READING TEXT Block Start

= Retention rate =

Measurement of customers or participants who are maintained or returned

Retention rate is a statistical measurement of the proportion of people that remain involved with a group from one time period to another.

The concept is used in many contexts, including marketing, investment, education, employee management, research, and clinical trials. The exact definition depends on the context. As a general rule, high retention corresponds to a positive outcome.

In marketing, retention rate count customers and their activity irrespective transactions they make.

In a survey of nearly 200 senior marketing managers, 63 percent responded that they found the "retention rate" metric very useful.

==Purpose==
The purpose of the "retention rate" metric in a marketing atmosphere is to monitor firm performance in attracting and retaining customers. "Only recently have most marketers worried about developing metrics that focus on individual customers. In order to begin to think about managing individual customer relationships, the firm must first be able to count its customers. Although consistency in counting customers is probably more important than formulating a precise definition, a definition is needed nonetheless. In particular, we think the definition of and the counting of customers will be different in contractual versus non-contractual situations." Since there are multiple definitions of retention rates this could cause issues with interpreting retention rates in practice.

In the workplace arena, the purpose of the retention rate is to assist organizations with deciding when to take action in order to keep employees happy and motivated. According to a survey by CNN Money, the top 100 best companies to work for had less than a 3% turnover rate during a 12-month period.

Retention rate may also refer to colleges. According to the FAFSA, the retention rate is the percentage of a school’s first-time, first-year undergraduate students who continue at that school the next year. For example, a student who studies full-time in the fall semester and keeps on studying in the program in the next fall semester is counted in this rate.

READING TEXT Block End

▶ ACTIVITY LIST
• A. Repeat word for word the stretch of the article on retention rate from "Measurement of customers" through "period to another.".
• B. Go on with the article on retention rate, starting right after its last sentence.
The entries have no connection to the article on retention rate.

DATA SECTION Block Start

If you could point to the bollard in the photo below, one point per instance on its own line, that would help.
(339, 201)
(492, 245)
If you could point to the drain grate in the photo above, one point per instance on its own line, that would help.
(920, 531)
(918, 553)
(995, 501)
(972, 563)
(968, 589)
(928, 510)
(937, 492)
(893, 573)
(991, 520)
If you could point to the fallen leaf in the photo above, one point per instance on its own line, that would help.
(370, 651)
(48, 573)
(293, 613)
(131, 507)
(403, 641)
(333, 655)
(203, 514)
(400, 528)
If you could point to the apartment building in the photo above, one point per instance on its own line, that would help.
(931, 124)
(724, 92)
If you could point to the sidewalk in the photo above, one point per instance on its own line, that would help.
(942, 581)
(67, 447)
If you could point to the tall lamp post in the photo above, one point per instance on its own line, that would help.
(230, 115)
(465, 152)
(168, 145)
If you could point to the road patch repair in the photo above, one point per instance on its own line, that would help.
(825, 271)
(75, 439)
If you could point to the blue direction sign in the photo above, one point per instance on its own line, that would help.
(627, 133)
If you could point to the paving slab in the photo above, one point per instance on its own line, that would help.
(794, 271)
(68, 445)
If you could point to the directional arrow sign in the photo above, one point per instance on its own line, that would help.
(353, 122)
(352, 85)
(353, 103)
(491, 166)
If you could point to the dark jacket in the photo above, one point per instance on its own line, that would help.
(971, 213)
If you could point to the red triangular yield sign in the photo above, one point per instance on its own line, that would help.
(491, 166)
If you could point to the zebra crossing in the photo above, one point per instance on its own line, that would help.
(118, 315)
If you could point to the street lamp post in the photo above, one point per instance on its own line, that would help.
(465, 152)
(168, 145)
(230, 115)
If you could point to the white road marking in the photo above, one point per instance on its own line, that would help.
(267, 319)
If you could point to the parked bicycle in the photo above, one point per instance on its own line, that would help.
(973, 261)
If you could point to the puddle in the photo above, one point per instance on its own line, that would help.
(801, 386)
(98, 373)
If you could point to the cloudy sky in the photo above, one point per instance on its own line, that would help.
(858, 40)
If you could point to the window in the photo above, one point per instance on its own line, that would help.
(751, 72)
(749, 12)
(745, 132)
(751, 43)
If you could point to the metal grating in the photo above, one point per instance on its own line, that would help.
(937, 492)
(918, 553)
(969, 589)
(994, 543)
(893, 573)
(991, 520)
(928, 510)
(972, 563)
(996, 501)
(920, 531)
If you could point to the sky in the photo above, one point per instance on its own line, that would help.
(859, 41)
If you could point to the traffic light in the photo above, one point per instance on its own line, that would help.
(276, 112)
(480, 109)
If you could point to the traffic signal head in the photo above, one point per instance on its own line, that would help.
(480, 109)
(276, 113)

DATA SECTION Block End

▶ TASK RESULTS
• A.
Measurement of customers or participants who are maintained or returned

Retention rate is a statistical measurement of the proportion of people that remain involved with a group from one time period to another.

• B.
==Contracts==
"Retention applies to contractual situations in which customers are either retained or not. Customers either renew their magazine subscriptions or let them run out. Customers maintain a current account with a bank until they close it. Renters pay rent until they move out. These are examples of pure customer retention situations where customers are either retained or considered lost for good. In these situations, firms pay close attention to retention rates."

Retention Rate: The ratio of the number of customers retained to the number at risk.

==Workplace==
Retention in the workplace refers to “the percentage of employees who were employed at the beginning of a period, and remain with the company at the end of the period”. For example, in January 2010, Company A had 500 employees. After one year, 200 of the 500 employees were still working for the company. The retention rate is 200/500 x 100 = 40%.

==See also==
- Employee retention
- Turnover (employment)
- University student retention

==Methodologies==
No retention rate methodologies have been independently audited by the Marketing Accountability Standards Board (MASB) according to MMAP (Marketing Metric Audit Protocol).